[The problem] Select each line of the listing below that contains the word "white", and copy those lines out.

BEGIN Records shown

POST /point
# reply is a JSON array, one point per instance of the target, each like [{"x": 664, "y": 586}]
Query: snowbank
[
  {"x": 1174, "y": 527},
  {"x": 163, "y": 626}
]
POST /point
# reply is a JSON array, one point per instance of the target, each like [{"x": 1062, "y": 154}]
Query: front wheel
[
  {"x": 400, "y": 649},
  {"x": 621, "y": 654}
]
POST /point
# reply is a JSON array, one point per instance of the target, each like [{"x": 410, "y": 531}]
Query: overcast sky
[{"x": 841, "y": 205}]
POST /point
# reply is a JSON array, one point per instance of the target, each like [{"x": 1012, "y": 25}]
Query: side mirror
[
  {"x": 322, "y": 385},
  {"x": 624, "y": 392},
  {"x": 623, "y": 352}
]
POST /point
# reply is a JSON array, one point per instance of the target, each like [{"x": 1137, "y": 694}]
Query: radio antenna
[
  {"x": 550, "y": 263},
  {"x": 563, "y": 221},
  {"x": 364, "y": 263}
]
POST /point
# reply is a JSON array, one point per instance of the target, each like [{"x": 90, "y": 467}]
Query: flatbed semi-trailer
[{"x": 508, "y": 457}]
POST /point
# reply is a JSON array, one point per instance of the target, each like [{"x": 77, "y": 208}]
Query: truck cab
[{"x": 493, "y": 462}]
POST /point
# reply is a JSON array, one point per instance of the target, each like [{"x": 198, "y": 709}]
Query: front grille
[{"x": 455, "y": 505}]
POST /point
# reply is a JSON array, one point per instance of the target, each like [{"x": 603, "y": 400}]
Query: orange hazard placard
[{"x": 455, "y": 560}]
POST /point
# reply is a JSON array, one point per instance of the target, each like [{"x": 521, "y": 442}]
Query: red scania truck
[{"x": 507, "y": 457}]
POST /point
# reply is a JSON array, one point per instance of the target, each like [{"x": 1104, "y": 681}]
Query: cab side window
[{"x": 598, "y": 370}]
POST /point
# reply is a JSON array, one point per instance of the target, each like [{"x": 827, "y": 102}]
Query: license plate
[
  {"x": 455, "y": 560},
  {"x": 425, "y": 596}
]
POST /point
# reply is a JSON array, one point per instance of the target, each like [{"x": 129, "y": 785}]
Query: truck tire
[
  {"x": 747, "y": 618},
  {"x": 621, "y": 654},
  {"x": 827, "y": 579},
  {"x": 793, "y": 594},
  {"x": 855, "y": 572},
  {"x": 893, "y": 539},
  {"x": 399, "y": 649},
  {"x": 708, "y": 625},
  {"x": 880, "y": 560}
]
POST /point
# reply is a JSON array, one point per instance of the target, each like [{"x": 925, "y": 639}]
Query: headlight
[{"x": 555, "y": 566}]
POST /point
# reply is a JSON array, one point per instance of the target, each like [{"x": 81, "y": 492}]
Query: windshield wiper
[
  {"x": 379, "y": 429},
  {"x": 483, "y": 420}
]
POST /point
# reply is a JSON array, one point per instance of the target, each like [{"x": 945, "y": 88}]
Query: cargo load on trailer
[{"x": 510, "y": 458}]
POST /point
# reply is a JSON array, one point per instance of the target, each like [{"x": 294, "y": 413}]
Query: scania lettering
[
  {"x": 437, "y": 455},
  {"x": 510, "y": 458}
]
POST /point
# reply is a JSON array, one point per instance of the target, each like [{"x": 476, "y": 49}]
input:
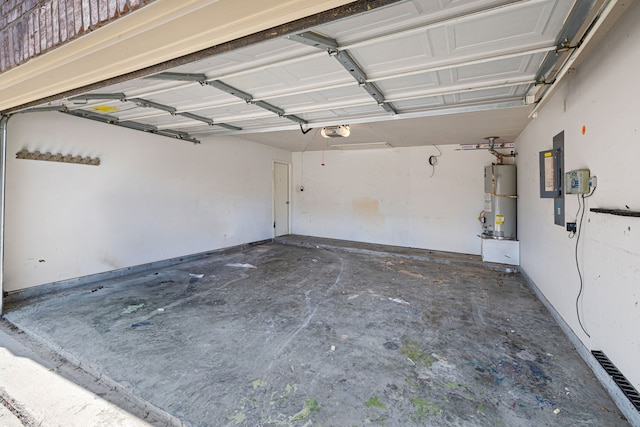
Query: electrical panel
[{"x": 577, "y": 182}]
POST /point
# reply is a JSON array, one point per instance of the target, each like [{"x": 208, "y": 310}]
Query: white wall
[
  {"x": 388, "y": 196},
  {"x": 152, "y": 198},
  {"x": 601, "y": 95}
]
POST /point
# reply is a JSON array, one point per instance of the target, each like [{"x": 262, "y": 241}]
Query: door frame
[{"x": 273, "y": 194}]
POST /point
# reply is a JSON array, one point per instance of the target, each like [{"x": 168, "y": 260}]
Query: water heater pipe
[
  {"x": 3, "y": 176},
  {"x": 493, "y": 185}
]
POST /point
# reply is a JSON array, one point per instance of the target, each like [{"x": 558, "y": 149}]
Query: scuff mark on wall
[{"x": 368, "y": 210}]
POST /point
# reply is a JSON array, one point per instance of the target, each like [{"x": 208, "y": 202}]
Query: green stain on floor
[
  {"x": 310, "y": 405},
  {"x": 374, "y": 402},
  {"x": 425, "y": 407},
  {"x": 411, "y": 349},
  {"x": 237, "y": 419},
  {"x": 258, "y": 383}
]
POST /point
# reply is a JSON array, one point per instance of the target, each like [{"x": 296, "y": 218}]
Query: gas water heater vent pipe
[
  {"x": 3, "y": 175},
  {"x": 493, "y": 185},
  {"x": 499, "y": 156}
]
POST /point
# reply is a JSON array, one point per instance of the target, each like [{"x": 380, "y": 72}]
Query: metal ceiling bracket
[
  {"x": 94, "y": 96},
  {"x": 196, "y": 117},
  {"x": 249, "y": 100},
  {"x": 104, "y": 118},
  {"x": 576, "y": 18},
  {"x": 137, "y": 126},
  {"x": 150, "y": 104},
  {"x": 112, "y": 120},
  {"x": 183, "y": 77},
  {"x": 344, "y": 58},
  {"x": 350, "y": 65},
  {"x": 314, "y": 39},
  {"x": 227, "y": 126},
  {"x": 230, "y": 90}
]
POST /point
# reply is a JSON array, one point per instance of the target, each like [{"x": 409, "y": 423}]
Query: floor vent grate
[{"x": 626, "y": 387}]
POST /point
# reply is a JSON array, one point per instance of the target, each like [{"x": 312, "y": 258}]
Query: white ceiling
[{"x": 442, "y": 72}]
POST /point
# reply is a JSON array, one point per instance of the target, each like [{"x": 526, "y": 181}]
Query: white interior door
[{"x": 280, "y": 198}]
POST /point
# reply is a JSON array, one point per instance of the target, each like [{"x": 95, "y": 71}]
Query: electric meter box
[{"x": 577, "y": 182}]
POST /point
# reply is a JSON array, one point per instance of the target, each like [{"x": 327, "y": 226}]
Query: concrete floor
[{"x": 319, "y": 334}]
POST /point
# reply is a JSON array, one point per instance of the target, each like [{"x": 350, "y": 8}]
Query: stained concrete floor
[{"x": 310, "y": 335}]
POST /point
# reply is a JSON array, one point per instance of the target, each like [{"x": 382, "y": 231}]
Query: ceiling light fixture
[{"x": 341, "y": 131}]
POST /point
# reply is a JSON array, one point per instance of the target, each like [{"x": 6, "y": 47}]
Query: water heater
[{"x": 499, "y": 215}]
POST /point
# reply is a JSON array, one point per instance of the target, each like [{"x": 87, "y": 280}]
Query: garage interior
[{"x": 282, "y": 228}]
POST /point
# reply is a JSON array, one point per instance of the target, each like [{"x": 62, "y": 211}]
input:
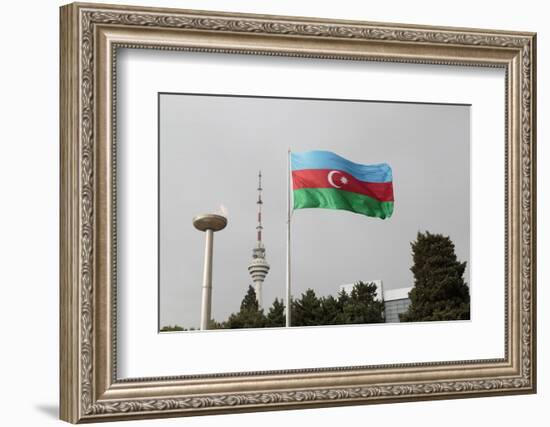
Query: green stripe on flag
[{"x": 333, "y": 198}]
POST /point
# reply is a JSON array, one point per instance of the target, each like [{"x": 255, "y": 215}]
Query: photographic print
[
  {"x": 347, "y": 209},
  {"x": 302, "y": 212}
]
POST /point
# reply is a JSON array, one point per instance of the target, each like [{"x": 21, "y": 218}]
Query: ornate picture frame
[{"x": 90, "y": 37}]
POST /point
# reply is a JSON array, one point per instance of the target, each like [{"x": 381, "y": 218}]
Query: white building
[{"x": 396, "y": 301}]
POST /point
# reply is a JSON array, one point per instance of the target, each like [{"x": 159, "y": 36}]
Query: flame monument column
[{"x": 209, "y": 223}]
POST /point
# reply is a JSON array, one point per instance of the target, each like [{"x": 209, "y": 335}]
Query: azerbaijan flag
[{"x": 322, "y": 179}]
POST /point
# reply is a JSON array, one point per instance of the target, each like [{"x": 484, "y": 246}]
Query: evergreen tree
[
  {"x": 331, "y": 311},
  {"x": 250, "y": 302},
  {"x": 249, "y": 316},
  {"x": 307, "y": 310},
  {"x": 439, "y": 291},
  {"x": 276, "y": 314},
  {"x": 362, "y": 305}
]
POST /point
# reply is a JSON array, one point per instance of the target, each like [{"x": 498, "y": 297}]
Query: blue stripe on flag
[{"x": 317, "y": 159}]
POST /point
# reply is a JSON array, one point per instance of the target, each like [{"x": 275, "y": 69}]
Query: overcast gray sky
[{"x": 211, "y": 149}]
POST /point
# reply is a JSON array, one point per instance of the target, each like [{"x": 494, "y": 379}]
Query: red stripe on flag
[{"x": 328, "y": 178}]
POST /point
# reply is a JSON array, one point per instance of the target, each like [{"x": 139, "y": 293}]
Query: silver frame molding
[{"x": 90, "y": 36}]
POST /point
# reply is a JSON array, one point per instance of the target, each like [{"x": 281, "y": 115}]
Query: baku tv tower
[{"x": 259, "y": 267}]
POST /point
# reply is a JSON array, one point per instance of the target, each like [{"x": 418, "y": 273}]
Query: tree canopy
[{"x": 439, "y": 292}]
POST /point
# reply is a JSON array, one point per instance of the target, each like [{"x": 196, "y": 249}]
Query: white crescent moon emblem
[{"x": 330, "y": 181}]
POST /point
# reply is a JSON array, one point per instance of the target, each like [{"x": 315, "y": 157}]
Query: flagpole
[{"x": 288, "y": 303}]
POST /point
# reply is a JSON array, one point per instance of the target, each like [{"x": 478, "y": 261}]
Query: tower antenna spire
[
  {"x": 259, "y": 227},
  {"x": 259, "y": 267}
]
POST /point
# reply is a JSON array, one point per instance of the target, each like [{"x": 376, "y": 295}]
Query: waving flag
[{"x": 322, "y": 179}]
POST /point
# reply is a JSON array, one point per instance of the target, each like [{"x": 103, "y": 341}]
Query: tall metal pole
[
  {"x": 209, "y": 223},
  {"x": 288, "y": 302},
  {"x": 206, "y": 305}
]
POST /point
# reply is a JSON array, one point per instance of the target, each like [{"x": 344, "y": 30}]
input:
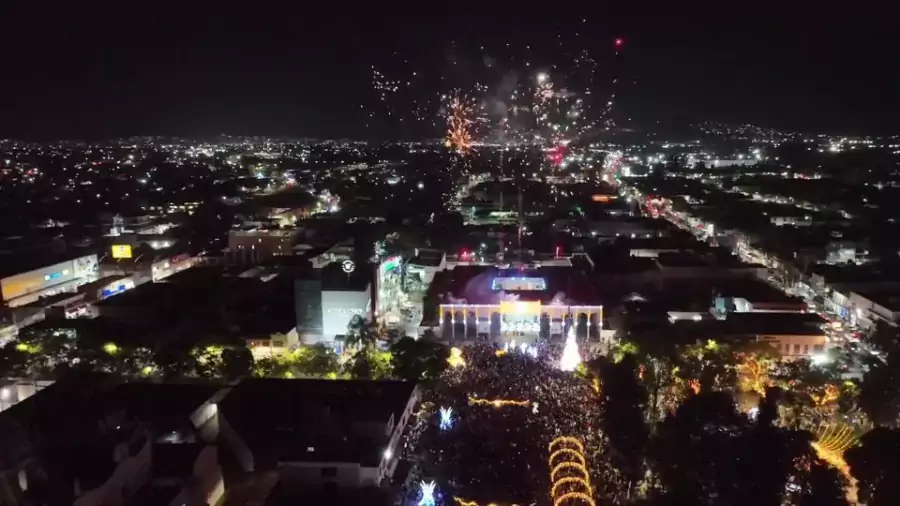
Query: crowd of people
[{"x": 498, "y": 452}]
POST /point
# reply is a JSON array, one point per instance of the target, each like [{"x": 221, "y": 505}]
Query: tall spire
[{"x": 571, "y": 358}]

END Records shown

[Exercise answer]
Query: white wall
Query: white ceiling
Query: white interior door
Query: white building
Query: white crescent moon emblem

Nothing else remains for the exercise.